Reproduce the lines from the one containing "A point marks every instance of the metal" through the end of the lines, leaving each line unchanged except the coordinates after each "Target:" line. Shift those coordinates by adding 26 to every number.

----------------

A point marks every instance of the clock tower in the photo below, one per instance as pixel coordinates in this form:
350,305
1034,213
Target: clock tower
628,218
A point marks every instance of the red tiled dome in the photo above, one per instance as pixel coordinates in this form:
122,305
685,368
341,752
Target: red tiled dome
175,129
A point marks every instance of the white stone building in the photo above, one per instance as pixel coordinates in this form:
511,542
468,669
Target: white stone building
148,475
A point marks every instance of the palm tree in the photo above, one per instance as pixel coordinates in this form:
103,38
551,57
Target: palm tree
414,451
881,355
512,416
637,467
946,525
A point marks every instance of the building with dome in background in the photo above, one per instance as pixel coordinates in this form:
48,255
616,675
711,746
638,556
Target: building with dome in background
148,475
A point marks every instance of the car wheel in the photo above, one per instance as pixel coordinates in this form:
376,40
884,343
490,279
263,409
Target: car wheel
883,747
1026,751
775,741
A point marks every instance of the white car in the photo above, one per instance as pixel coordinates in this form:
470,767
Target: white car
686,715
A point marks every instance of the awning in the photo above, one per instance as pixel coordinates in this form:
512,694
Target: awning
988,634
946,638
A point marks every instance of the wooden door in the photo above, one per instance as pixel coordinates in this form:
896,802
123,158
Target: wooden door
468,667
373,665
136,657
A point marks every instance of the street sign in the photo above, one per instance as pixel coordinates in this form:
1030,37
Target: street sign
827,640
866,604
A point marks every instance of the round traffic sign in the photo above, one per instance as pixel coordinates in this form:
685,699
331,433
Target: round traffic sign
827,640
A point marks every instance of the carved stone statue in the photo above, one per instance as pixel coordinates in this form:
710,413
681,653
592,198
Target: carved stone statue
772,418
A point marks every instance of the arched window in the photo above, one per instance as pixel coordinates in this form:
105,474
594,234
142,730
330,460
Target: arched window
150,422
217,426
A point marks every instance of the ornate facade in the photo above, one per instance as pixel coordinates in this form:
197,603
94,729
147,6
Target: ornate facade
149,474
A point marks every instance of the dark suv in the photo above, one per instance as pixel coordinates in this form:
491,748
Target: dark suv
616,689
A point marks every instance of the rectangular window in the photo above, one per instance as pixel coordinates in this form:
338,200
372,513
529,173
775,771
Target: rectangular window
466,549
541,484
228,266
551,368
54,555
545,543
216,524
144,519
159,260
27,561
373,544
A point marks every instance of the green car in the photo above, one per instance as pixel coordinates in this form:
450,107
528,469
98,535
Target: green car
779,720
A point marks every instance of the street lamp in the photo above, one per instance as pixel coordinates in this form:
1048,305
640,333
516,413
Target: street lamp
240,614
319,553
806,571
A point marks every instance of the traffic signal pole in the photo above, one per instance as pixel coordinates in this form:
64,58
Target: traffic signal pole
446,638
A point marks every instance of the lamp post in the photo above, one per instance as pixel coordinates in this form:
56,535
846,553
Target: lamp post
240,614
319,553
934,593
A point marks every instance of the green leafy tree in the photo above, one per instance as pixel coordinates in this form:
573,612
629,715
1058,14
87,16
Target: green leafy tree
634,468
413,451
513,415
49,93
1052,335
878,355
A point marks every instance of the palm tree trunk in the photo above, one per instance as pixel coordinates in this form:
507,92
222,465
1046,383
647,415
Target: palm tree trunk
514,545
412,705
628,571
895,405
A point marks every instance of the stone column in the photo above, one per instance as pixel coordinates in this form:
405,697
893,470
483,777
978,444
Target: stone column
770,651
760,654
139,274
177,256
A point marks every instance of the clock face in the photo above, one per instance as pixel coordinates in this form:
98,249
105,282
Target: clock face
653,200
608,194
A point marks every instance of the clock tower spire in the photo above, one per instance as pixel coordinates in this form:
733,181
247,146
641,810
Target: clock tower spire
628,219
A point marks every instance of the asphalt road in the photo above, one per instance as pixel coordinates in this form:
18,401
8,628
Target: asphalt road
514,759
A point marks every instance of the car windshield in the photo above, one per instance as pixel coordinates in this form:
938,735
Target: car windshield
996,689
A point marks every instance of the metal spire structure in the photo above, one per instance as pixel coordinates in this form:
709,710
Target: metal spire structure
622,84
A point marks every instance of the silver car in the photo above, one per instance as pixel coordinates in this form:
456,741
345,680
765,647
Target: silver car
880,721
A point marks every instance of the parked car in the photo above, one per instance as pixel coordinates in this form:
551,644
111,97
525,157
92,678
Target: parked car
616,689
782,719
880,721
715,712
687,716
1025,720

----------------

TASK OUTPUT →
A point marks every instance of the metal spire structure in the photo above, one per instance as pixel coordinates in this form:
709,710
Target: metal spire structure
648,110
A point marks every instance of the silver car in the photo above, one per instance as pixel coordinates in this form:
456,741
345,680
765,647
Target: silver car
906,747
A point marks every instance of the parked car in the photo above, one per instance as pixel coordinates in this form:
551,644
111,97
525,157
92,678
Target: parked car
642,715
808,745
906,747
741,738
713,742
1051,746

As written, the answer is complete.